What to produce> Extract each line of the data below that contains the word "willow".

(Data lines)
━━━
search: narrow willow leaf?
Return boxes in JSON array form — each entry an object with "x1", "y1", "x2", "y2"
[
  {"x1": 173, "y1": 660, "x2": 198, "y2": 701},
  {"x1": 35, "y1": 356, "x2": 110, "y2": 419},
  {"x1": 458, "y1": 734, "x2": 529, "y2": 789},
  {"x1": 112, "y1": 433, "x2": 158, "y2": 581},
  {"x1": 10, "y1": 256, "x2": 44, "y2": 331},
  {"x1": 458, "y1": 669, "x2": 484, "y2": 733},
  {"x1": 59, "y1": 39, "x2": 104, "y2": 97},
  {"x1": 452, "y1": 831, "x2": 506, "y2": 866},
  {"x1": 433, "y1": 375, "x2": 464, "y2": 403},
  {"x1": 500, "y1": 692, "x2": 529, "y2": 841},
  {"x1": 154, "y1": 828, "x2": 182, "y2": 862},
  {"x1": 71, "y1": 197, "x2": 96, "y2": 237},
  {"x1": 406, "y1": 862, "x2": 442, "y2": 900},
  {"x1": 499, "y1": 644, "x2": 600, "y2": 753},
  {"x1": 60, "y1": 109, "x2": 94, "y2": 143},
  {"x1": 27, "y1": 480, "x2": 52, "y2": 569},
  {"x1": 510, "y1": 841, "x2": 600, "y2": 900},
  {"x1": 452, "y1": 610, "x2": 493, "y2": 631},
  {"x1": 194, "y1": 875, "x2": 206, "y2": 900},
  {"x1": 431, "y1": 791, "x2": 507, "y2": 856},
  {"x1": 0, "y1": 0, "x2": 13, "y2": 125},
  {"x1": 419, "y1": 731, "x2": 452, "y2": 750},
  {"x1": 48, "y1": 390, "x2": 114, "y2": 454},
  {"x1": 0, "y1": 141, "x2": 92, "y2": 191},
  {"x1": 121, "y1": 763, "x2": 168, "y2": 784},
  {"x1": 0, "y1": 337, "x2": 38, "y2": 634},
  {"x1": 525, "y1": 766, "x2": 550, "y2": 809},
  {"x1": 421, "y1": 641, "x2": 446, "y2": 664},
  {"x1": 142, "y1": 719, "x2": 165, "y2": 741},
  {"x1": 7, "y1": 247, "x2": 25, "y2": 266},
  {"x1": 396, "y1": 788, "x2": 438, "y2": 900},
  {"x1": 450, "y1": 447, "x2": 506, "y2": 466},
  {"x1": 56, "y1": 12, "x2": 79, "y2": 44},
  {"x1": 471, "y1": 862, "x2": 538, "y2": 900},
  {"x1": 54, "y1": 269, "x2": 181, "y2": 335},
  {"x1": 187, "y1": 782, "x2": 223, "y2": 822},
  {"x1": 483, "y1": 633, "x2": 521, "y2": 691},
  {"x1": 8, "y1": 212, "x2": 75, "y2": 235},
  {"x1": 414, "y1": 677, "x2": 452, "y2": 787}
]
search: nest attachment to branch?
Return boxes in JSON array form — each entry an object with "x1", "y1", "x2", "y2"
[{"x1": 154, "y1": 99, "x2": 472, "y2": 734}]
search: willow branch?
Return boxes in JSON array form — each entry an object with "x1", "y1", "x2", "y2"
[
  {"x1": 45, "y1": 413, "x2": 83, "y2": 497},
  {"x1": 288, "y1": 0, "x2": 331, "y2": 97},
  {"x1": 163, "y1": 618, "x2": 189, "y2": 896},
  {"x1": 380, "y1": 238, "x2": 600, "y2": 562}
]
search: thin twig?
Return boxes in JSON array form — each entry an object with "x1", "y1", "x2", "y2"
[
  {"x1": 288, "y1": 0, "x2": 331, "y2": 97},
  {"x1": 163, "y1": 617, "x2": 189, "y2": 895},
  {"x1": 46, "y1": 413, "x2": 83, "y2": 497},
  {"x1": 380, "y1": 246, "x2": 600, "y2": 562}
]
━━━
Solution>
search: narrow willow leaf?
search: willow branch?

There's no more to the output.